_Referring expression data_.
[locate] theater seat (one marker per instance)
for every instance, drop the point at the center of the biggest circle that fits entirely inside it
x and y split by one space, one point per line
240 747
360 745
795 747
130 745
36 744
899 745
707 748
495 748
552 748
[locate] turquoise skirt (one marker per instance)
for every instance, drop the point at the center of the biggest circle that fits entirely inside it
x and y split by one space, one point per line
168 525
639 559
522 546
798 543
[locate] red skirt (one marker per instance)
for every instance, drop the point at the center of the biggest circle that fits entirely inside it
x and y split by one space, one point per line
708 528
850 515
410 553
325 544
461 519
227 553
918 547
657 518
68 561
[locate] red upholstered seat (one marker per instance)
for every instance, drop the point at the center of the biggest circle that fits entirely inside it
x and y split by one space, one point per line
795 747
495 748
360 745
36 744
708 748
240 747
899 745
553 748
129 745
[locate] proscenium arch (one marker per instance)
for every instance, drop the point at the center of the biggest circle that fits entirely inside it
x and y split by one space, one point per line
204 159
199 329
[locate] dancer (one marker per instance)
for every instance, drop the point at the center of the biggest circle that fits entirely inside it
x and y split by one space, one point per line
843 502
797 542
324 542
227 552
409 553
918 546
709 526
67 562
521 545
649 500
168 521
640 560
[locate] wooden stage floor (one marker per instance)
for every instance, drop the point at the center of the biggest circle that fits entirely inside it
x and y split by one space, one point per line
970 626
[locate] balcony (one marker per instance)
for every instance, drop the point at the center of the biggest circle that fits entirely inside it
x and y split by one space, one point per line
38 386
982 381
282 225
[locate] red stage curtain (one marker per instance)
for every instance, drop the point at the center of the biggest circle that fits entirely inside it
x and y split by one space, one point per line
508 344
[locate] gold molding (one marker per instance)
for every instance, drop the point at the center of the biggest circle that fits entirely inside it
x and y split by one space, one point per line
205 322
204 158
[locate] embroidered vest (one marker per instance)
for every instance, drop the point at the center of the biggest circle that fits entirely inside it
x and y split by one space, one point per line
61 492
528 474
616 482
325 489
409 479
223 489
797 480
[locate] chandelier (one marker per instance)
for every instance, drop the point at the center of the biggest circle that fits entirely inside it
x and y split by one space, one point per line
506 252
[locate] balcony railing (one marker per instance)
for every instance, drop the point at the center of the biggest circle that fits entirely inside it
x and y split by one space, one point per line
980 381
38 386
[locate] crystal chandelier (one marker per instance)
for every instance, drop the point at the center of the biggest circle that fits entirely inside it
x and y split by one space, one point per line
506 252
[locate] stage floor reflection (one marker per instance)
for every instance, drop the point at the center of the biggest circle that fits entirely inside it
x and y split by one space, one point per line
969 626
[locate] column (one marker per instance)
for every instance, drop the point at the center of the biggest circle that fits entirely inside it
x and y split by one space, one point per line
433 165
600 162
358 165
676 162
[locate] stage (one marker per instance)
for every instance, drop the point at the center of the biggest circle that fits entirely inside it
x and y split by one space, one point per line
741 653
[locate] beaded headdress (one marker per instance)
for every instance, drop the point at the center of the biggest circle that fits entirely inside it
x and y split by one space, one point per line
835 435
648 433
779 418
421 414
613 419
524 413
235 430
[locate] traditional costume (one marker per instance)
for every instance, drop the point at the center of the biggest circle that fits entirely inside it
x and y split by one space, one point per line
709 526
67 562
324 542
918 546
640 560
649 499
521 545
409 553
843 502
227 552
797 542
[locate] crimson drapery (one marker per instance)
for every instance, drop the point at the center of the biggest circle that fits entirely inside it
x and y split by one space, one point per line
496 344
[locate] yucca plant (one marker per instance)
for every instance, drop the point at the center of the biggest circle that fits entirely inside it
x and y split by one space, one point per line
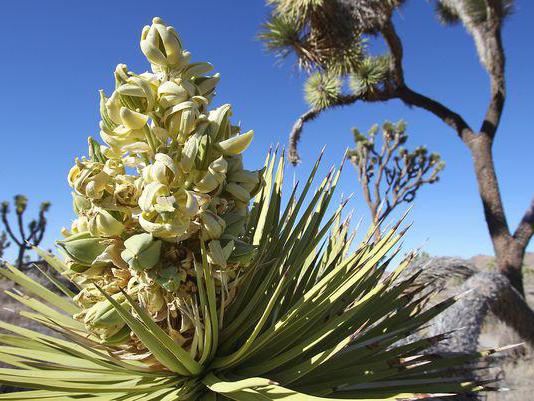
194 282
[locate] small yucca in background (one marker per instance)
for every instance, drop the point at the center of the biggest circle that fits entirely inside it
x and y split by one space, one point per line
186 291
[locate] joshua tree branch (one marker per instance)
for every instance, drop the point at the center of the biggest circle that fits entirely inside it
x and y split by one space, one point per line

_WHAT THIS TASK INVOLVES_. Since the pictures are not wanted, copy only the text of the records above, exactly.

_ANSWER SPACE_.
[locate] theater seat (one marker per instance)
for every instance, drop the point at the center of the biggest circle that fits entirely inside it
x and y split by one space, one point per line
240 747
360 745
795 747
130 745
36 744
899 745
707 748
495 748
552 748
[locate] turquoise skirt (one marker per instance)
for every instance, drop the point at the center of the biggest circle that fits entirely inside it
x and y split by one space, one point per line
168 525
639 559
522 546
798 543
[locate] red skirt (one marker per instance)
for every instance, drop the point at the center of the biggest circle that fits entirely inside it
x and y split by one space, one point per line
708 528
850 515
410 553
325 544
461 519
227 553
918 547
657 518
68 561
[locate] red upholstered seat (one marker per instance)
for every instance, drop the point at the center of the biggest circle that fits entirely inside it
x and y split by one space, one point per line
795 747
495 748
360 745
36 744
708 748
240 747
899 745
553 748
129 745
[locate] proscenium arch (one marker per instance)
for every instance, drop the point at the center of the biggest circle that fits entirely inside it
x and y split by one space, one point per line
204 159
199 329
[locate] dancer (one marker per instance)
for every instance, drop the point at the center of the biggest circle that fits entirely inside it
x and y split by one space, one point per line
843 502
797 542
324 542
227 552
409 553
918 546
709 526
67 562
521 545
649 500
168 521
640 560
[locate] wooden stage floor (one marker per instance)
for every instance, drop the point at the center of the biggest circle that fits entirely inside it
x and y split by one space, one point per line
970 626
[locate] balcony (one marker per instance)
for every instance, drop the point at the center of the biggest circle that fits entirely inside it
x and y split by one space, one point per line
38 386
982 381
282 225
[locate] red stage curtain (one marker per instance)
for every instance, drop the point at the center of the biggest circle that fits entirely inside it
x and y split by one space, one point per line
508 344
[locate] gold molding (one marker per instance)
for every instance, drop the point at the center of the biggest circle that fits entirely inside it
x and y split by one space, one point per line
205 322
204 158
[locate] embroidered vest (one marker per instance)
for every instance, drop the point at the center of the biggest circle that fits entirely inside it
x and y split by one space, one point per line
61 492
528 474
616 482
325 489
409 479
223 489
797 480
[locate] chandelier (one marker per instance)
for every instance, drop the point at the center of the biggest circle that fits entirely inside it
x and y split by one space, one point per line
506 252
[locate] balcony railing (one marker per instance)
for every instance, drop the point at the center of the biggest circle that fits entirely inside it
x and y split by one space, one point per line
980 381
38 386
[locate] crystal chandelier (one marker per instance)
for every instance, drop the point at the center of the biggest circle that fits entirely inside it
x and y split by one space, one point per line
506 252
[locate] stage floor reflection (one marker per instance)
for every instance, drop the point at the center of the biggest circle that fits entirely inside it
x and y split by one space, one point per line
969 626
[locate] column (one marker per instance)
for every instance, drop the point at the center of the biggest circle that fits entirely inside it
x and y split by one space, one point per line
433 165
600 162
358 165
676 162
[locate] stage (one marker per instance)
for every instance, drop the point at the center of the biggest circle that fits entirely inside it
x and y split by one space, one point per line
741 653
[locate] beaded headdress (one marker per instance)
for every instance, drop the point at the center of the biggest circle that fits entirely inside it
x and y split by one space, one point per line
835 435
648 433
779 418
421 414
613 419
524 413
235 430
[locate] traditional costume (one marker per instance)
for every instance, drop the point at the center of the biggest circle that fits entirely inside it
x and y split by one space, one point per line
709 526
67 562
324 542
918 546
640 560
649 499
521 545
409 553
843 502
227 552
797 542
[locate] crimson drapery (one marker per instance)
for every instance, drop the point at the center of the biggest circle that fits entirely inside it
x and y split by one space, one point per line
496 344
[locate] yucca plant (one marker per instance)
for every instance, drop the point at the center of the biggest circle that fits entirely inside it
x and y split by one space, one point per line
194 282
[locate] small yucca in background (one marker per instance)
for every instance, drop the point at the center of the biggest circle that fits entirely inside it
x and y split by one space, one point per line
186 291
[locate] joshua tree branch (one marker per instance)
for every instance, drop the point at the center of the biggest circle that fits entirely inside it
x and y split by one space, one point per line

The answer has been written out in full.